> What you are asked to do
Copy the data word for word, keeping every line.

** START **

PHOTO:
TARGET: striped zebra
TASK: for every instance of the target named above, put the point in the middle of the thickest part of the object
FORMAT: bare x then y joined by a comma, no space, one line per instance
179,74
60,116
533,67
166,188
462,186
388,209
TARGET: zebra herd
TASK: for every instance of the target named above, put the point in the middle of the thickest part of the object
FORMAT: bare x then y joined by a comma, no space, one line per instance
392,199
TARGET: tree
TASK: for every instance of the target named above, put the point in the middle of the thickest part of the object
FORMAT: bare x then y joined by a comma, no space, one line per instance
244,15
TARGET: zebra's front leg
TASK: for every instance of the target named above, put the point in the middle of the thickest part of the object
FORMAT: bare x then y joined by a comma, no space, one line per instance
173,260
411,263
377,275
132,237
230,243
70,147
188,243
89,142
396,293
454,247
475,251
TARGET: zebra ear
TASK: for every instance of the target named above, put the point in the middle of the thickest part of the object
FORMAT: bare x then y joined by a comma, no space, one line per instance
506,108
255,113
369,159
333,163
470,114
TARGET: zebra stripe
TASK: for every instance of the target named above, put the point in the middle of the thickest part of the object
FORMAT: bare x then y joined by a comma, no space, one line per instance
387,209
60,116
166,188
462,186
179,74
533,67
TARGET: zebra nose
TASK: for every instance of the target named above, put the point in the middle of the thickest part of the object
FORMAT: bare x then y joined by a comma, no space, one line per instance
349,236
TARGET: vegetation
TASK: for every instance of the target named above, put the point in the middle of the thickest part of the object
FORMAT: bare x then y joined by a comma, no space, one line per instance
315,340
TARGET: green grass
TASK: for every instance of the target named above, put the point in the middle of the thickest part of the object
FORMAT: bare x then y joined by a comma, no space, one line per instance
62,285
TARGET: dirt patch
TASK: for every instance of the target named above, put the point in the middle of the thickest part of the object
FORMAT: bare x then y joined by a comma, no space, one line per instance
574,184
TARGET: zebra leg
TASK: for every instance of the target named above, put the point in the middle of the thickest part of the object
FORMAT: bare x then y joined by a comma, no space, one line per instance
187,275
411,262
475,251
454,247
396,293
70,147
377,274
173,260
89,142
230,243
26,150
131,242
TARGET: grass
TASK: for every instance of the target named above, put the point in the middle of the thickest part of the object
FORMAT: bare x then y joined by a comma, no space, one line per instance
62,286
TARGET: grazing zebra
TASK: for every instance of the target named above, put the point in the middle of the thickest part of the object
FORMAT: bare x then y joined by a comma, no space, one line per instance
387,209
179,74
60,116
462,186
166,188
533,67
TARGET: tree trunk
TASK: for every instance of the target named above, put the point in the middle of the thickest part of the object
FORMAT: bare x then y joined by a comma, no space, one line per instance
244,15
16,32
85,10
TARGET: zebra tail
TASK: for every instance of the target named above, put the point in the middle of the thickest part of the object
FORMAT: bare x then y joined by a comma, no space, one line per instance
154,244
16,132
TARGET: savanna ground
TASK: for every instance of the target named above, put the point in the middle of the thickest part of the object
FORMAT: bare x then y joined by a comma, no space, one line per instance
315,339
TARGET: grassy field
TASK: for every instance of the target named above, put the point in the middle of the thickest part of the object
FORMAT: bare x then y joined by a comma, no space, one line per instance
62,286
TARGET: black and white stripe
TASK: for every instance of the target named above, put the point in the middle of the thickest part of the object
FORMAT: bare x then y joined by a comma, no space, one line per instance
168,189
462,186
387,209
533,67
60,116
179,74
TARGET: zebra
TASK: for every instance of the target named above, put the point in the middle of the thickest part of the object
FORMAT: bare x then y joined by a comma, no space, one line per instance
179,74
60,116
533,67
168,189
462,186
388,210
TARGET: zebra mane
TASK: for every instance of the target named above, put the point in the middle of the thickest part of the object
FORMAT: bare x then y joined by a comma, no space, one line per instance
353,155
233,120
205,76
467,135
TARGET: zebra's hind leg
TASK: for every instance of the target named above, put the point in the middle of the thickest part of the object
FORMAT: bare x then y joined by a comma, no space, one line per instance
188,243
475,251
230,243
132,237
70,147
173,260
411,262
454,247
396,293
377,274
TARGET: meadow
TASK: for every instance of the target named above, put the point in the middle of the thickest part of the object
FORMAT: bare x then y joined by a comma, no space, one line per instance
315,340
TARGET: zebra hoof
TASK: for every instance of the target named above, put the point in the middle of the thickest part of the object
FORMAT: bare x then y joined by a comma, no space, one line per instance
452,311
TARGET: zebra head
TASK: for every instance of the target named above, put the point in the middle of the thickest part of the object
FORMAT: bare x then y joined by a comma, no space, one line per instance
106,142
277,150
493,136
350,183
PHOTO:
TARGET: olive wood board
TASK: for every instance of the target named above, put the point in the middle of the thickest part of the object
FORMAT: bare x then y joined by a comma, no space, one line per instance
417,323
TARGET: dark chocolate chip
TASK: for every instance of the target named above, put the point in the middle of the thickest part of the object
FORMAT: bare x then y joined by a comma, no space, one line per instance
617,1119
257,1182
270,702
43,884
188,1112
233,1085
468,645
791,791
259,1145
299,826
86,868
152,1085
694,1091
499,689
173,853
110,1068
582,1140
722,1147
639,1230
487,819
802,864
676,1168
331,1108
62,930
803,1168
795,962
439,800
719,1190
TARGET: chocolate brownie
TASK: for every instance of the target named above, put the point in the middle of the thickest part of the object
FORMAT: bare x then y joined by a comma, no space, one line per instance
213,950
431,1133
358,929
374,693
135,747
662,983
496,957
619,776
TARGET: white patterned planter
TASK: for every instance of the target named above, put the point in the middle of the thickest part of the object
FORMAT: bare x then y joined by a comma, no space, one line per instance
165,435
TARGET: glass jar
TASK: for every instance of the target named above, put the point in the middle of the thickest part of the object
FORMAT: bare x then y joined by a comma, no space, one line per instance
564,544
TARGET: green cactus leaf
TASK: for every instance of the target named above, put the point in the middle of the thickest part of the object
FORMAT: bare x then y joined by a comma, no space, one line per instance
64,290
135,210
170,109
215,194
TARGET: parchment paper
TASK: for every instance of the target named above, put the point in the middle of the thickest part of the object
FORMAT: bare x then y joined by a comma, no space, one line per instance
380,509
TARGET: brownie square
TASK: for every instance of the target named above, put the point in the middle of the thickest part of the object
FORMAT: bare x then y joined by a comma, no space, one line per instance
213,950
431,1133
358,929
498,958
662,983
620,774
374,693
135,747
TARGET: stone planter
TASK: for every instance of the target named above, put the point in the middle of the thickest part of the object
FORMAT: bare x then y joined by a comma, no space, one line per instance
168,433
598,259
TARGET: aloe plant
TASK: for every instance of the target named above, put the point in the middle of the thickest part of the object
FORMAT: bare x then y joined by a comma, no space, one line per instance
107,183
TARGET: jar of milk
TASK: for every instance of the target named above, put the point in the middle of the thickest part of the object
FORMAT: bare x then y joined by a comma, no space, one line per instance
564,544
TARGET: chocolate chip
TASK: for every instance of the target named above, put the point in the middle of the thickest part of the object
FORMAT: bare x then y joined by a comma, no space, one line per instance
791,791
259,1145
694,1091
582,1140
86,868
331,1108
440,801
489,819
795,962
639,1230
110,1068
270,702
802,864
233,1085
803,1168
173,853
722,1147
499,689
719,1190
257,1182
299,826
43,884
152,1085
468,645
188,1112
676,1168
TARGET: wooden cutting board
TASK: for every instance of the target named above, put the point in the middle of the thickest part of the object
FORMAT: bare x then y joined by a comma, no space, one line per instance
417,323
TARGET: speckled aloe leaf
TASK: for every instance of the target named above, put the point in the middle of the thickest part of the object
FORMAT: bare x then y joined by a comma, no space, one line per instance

** END **

> Correct response
PHOTO:
TARGET: striped zebra
TASK: for every instance of the target named above, put the point in the middle of the thickest part of the object
FORMAT: bare x then y joined by a comma, no space, one line per instance
179,74
60,116
533,67
166,188
462,186
388,209
TARGET: zebra herd
TASK: for every instance of the target named above, put the point in the middle of the thickest part of the object
FORMAT: bare x then y joined by a comma, no space, one line per instance
392,199
TARGET: tree
TASK: for every instance of the target named above, put the point in the middle of the thickest part of the object
FORMAT: bare x then y joined by a comma, no space, one line per instance
244,15
TARGET: zebra's front leg
TASK: for every instance of the target named above, put the point in the middle of the thickest part of the object
FORMAT: bare x then y joined by a comma, no space, one line per instance
173,260
411,263
377,275
132,237
230,243
70,147
188,243
89,142
396,293
454,247
475,251
TARGET: zebra ear
TASK: for every instance of the target named above, put the point in the middle of the thickest part of the object
FORMAT: bare x then y joined by a comma, no space, one line per instance
506,108
255,113
369,159
333,163
470,114
TARGET: zebra stripe
TASK: for every instance of the target named above, put the point in the middle of the thickest part of the object
FORMAT: bare x then y joined by a comma, no space, one line per instance
387,209
60,116
166,188
462,186
179,74
533,67
TARGET: zebra nose
TASK: for every instance of the target named above, put the point in the middle of the thickest part of the object
FORMAT: bare x then y joined by a comma, no space, one line per instance
349,236
TARGET: vegetation
TASK: for every instance of the target named above, put the point in the middle of the thickest part of the object
FORMAT: bare x then y joined by a comma, no space, one line per instance
315,340
TARGET: green grass
TASK: for every instance of the target named above, put the point in the middle of the thickest part of the object
FORMAT: bare x then y joined by a comma, no space, one line per instance
62,285
TARGET: dirt patch
TASK: for every instance of the target named above, put the point in the middle of the thickest part of the object
FORMAT: bare x then y joined by a comma, no space, one line per instance
574,184
TARGET: zebra leg
TASK: for every instance of the target named above, put the point in the middle of the thickest part of the object
FORMAT: bare x then y joined by a comma, no space, one line per instance
187,275
411,262
475,251
454,247
396,293
70,147
377,274
173,260
89,142
230,243
26,150
131,242
TARGET: grass
TASK: for every instance of the target named above, put the point in the middle of the thickest part of the object
FORMAT: bare x then y joined by a comma, no space, one line per instance
62,286
TARGET: grazing zebra
TASK: for every instance of the target named above, put the point in the middle of the thickest part of the object
FORMAT: bare x then y joined by a comma, no space, one line per instance
387,209
179,74
60,116
462,186
166,188
533,67
TARGET: tree trunk
TASK: for every instance of the target named above, put the point in the middle of the thickest part of the object
FORMAT: bare x then y joined by a comma, no space, one line per instance
244,15
16,32
85,10
TARGET: zebra tail
TASK: for every instance of the target named above, put the point in the middle of the thickest part of the object
FORMAT: bare x then y joined by a comma, no space, one line per instance
154,244
16,132
TARGET: savanna ground
TASK: for every instance of the target named above, put the point in the middle of the thickest part of the object
FORMAT: bare x then y joined by a comma, no space, one line per instance
315,339
TARGET: grassy field
TASK: for every instance of the target named above, put the point in the middle of the thickest part of the object
FORMAT: bare x then y joined by a comma, no space, one line per instance
62,286
TARGET: black and white stripe
TASK: for every instance of the target named above, put the point in the middle of the thickest part of the object
FORMAT: bare x then y joined by a comma, no space, one line per instance
168,189
462,186
387,209
533,67
60,116
179,74
TARGET: zebra
TASK: for every instance of the target named above, put the point in the middle of the thickest part of the object
FORMAT: bare x then y joined by a comma, no space, one line per instance
179,74
60,116
533,67
168,189
462,186
388,210
TARGET: zebra mane
TASK: for every instance of the target named above, put the point in the middle of the thickest part of the object
FORMAT: bare x then y joined by a comma, no space, one line per instance
353,155
233,120
205,76
467,135
TARGET: zebra's hind leg
TASK: for every instance of the target named above, put the point in the middle of the thickest part of the object
FORMAT: bare x then y joined by a comma, no space, one line per instance
188,243
475,251
230,243
132,237
70,147
173,260
411,262
454,247
396,293
377,274
TARGET: meadow
TASK: for every instance of the target named above, put the point in the middle of the thickest part of the object
FORMAT: bare x then y joined by a comma, no space, one line per instance
315,340
TARGET: zebra hoof
TASK: for every instance of the target named above, put the point in the middle of the thickest part of the object
FORMAT: bare x then y joined by a comma, no space, one line per instance
452,311
TARGET: zebra head
TASK: for every instance of the target named above, put the point in the middle of the thickest part of the object
FORMAT: bare x then y joined by a comma, no space, one line per instance
106,142
277,150
493,136
350,183
PHOTO:
TARGET: olive wood board
TASK: for every instance of the target named above, put the point in the middle of the thickest part of the object
FORMAT: bare x then y joined by a comma, no space, one line per instance
417,323
TARGET: dark chocolate chip
TASK: for every instance of the target named above, put the point in the middle of the thickest part of the object
FORMAT: bare x then y joined by a comma, no space, one line per instance
617,1119
257,1182
270,702
43,884
188,1112
233,1085
468,645
791,791
259,1145
299,826
86,868
152,1085
694,1091
499,689
173,853
110,1068
582,1140
722,1147
639,1230
487,819
802,864
676,1168
331,1108
62,930
803,1168
795,962
439,800
719,1190
TARGET: chocolate brownie
TASK: for every instance of the target named above, put the point in the middle of the thickest part of the object
FORMAT: bare x then y joined by a comma, no space, one line per instance
213,950
431,1133
358,929
374,693
135,747
662,983
496,957
619,776
TARGET: white patterned planter
TASK: for every instance of the target named above, put the point in the middle of the thickest part of the object
FORMAT: bare x then y joined by a comma, no space, one line per instance
165,435
TARGET: glass jar
TASK: for every instance of the target named above, put the point in the middle of the thickest part of the object
FORMAT: bare x then y joined by a comma, no space, one line per instance
564,544
TARGET: green cactus leaf
TASK: for every instance of the target named above, put the point in the middle of the thickest part of the object
FORMAT: bare x then y joined by a comma, no space, one line per instance
64,290
135,210
170,109
215,194
TARGET: parchment paper
TASK: for every instance of the target named above, put the point in the middle of the thickest part of the object
FORMAT: bare x then y joined by a comma, no space, one line per instance
380,509
TARGET: brownie square
TASK: for every instance of the target named above, put the point in the middle of the thickest part of the object
FORMAT: bare x then y joined by a comma, no space, one line per instance
213,950
431,1133
358,929
498,958
662,983
620,774
374,693
135,747
TARGET: stone planter
TASK: for every instance of the target named above, put the point in the middle of the thickest part of the object
FORMAT: bare x then y joined by a comma, no space, one line per instance
168,433
598,259
TARGET: aloe plant
TASK: for every instance of the target named above, put the point in the middle of the thickest part of the object
FORMAT: bare x then y joined by a comma, no space, one line per instance
107,183
TARGET: jar of milk
TASK: for every instance of the target named above, put the point in the middle of the thickest part of the object
FORMAT: bare x then y joined by a comma, no space, one line per instance
564,544
TARGET: chocolate chip
TASK: for every instance of the target named above, put the point in the middle of the thickest part of the object
FORMAT: bare x then y joined by a comma, no space, one line per instance
791,791
259,1145
694,1091
582,1140
86,868
331,1108
440,801
489,819
795,962
639,1230
110,1068
270,702
802,864
233,1085
803,1168
173,853
722,1147
499,689
719,1190
257,1182
299,826
43,884
152,1085
468,645
188,1112
676,1168
TARGET: wooden cutting board
TASK: for every instance of the target named above, put the point in the middle of the thickest part of the object
FORMAT: bare x then y joined by a comma, no space, one line per instance
417,323
TARGET: speckled aloe leaf
TASK: for every instance of the target named above, put the point in the middle of the thickest part of the object
FORMAT: bare x then y joined by a comma, no space, one line per instance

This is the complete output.